→ **Your goal**:
Print out the entries that follow exactly, missing none.

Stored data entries
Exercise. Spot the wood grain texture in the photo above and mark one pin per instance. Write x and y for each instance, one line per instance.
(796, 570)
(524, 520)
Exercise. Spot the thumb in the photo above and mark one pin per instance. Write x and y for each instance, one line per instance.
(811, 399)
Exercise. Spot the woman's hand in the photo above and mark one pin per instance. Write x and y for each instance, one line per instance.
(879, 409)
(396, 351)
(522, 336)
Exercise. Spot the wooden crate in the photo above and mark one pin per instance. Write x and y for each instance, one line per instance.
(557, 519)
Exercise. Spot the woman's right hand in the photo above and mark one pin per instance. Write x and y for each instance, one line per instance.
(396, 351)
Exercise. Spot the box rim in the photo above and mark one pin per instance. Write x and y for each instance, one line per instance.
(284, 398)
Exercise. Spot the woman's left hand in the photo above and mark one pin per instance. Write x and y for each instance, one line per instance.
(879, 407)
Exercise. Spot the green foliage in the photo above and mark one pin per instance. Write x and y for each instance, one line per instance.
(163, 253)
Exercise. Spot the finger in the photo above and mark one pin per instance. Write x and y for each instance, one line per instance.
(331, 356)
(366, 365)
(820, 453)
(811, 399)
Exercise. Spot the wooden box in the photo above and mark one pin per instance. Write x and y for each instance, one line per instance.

→ **Answer to this problem**:
Exercise. Spot the wood grain texture in the photo above and mark one pin per instance. Write x and y for each instance, one line per instance.
(796, 570)
(524, 520)
Exercise. Spot the thumb in the photo above and mark one pin per instance. Write x and y for each instance, one line per instance.
(811, 399)
Exercise. Spot the woman's hand in the photo above and mark one pin per instance. Write x and y for each instance, one line per instance.
(879, 409)
(396, 351)
(522, 336)
Exercise. Spot the wooden crate in the photo above and mark one pin per instance. Write x and y for each instance, one line per instance.
(557, 519)
Exercise. Spot the woman's right hand in the photo above and mark one pin per instance. Write x and y for each instance, one line per instance.
(396, 351)
Exercise. Spot the box rim in the photo above and mark one pin per instance. Write x and y for each instance, one line per instance.
(284, 398)
Exercise. Spot the woman's left hand in the photo above and mark one pin per instance. Write x and y for each instance, one line per instance.
(879, 407)
Exercise. Spot the green foliage in the photo above and mark one pin per instance. Write x and y for each instance, one line per instance.
(163, 253)
Exercise. Spot the finger in the photo above and mark one pin per instance. Write x and y for each instance, one line per instance.
(331, 356)
(366, 365)
(820, 453)
(811, 399)
Exercise. Spot the wooden box in the photo above and mark one pin per instance. Write x and y for each instance, one line per instance.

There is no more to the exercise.